Supplied passage:
Why we've got the cosmological constant all wrong
(PhysOrg.com) -- Some scientists call the cosmological constant the "worst prediction of physics." And when todays theories give an estimated value that is about 120 orders of magnitude larger than the measured value, its hard to argue with that title. In a new study, a team of physicists has taken a different view of the cosmological constant, Λ, which drives the accelerated expansion of the universe. While the cosmological constant is usually interpreted as a vacuum energy, here the physicists provide evidence to support the possibility that the mysterious force instead emerges from a microscopic quantum theory of gravity, which is currently beyond physicists reach.
The scientists, Stefano Finazzi, currently of the University of Trento in Povo-Trento, Italy; Stefano Liberati at SISSA, INFN in Trieste, Italy; and Lorenzo Sindoni from the Albert Einstein Institute in Golm, Germany, have published their study in a recent issue of Physical Review Letters.
The authors are far from the first who are dissatisfied with the cosmological constant. Previously, other scientists have suggested that the huge discrepancy between the observed and estimated values is due to the use of semi-classical effective field theory (EFT) calculations for estimating a quantity that can be computed only using a full quantum theory of gravity. Although no one can show what value a quantum theory of gravity would give without having such a theory, physicists have shown that EFT calculations fail at estimating similar values in analogue gravity models.
Here, the physicists consider an analogue gravity model in the form of a Bose-Einstein condensate (BEC), a group of atoms that behave as a single quantum system when cooled to temperatures near absolute zero. While a BEC may seem to have nothing in common with the expanding universe, the physicists showed in a previous paper that a BEC can be described by the same Poisson equation that describes nonrelativistic (Newtonian) gravity. This framework includes a term that is analogous to the cosmological constant; this term describes the part of a BECs ground-state energy that corresponds to the condensates quantum depletion.
Since BECs are accurately described by other (quantum) equations, the physicists decided to test how well EFT calculations could compute the BECs analogous cosmological constant term. They found that EFT calculations do not give the correct result. The finding confirms the earlier studies that showed that EFT calculations produce an incorrect result when used to compute the ground-state energy of other analogue gravity models.
We have shown how conceptually subtle could be the computation of the cosmological constant, by considering an analogue gravity model, Finazzi told PhysOrg.com. This simple example shows that the knowledge of the microscopic structure of spacetime might be an essential guide for a correct interpretation of the nature of the cosmological constant, and hence for a correct estimate of it. We then reinterpret the large discrepancy between the naive computation and the observed value as a basic misunderstanding on this point. Interestingly, this reasoning might also be a guide to the selection of the correct quantum gravity theory.

Data extract:
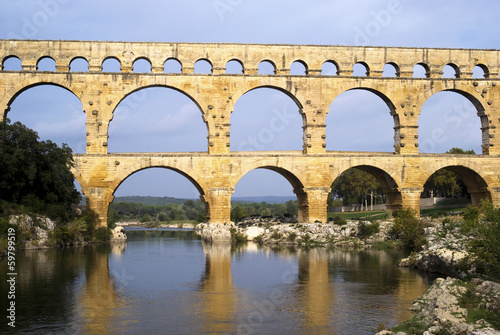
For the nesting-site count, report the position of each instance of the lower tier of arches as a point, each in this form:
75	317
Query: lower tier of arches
402	177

Directions for this task:
In the cosmological constant article, copy the passage between "We have shown" and "quantum gravity theory.", inclusive, substituting "simple computation" for "naive computation".

Task response:
We have shown how conceptually subtle could be the computation of the cosmological constant, by considering an analogue gravity model, Finazzi told PhysOrg.com. This simple example shows that the knowledge of the microscopic structure of spacetime might be an essential guide for a correct interpretation of the nature of the cosmological constant, and hence for a correct estimate of it. We then reinterpret the large discrepancy between the simple computation and the observed value as a basic misunderstanding on this point. Interestingly, this reasoning might also be a guide to the selection of the correct quantum gravity theory.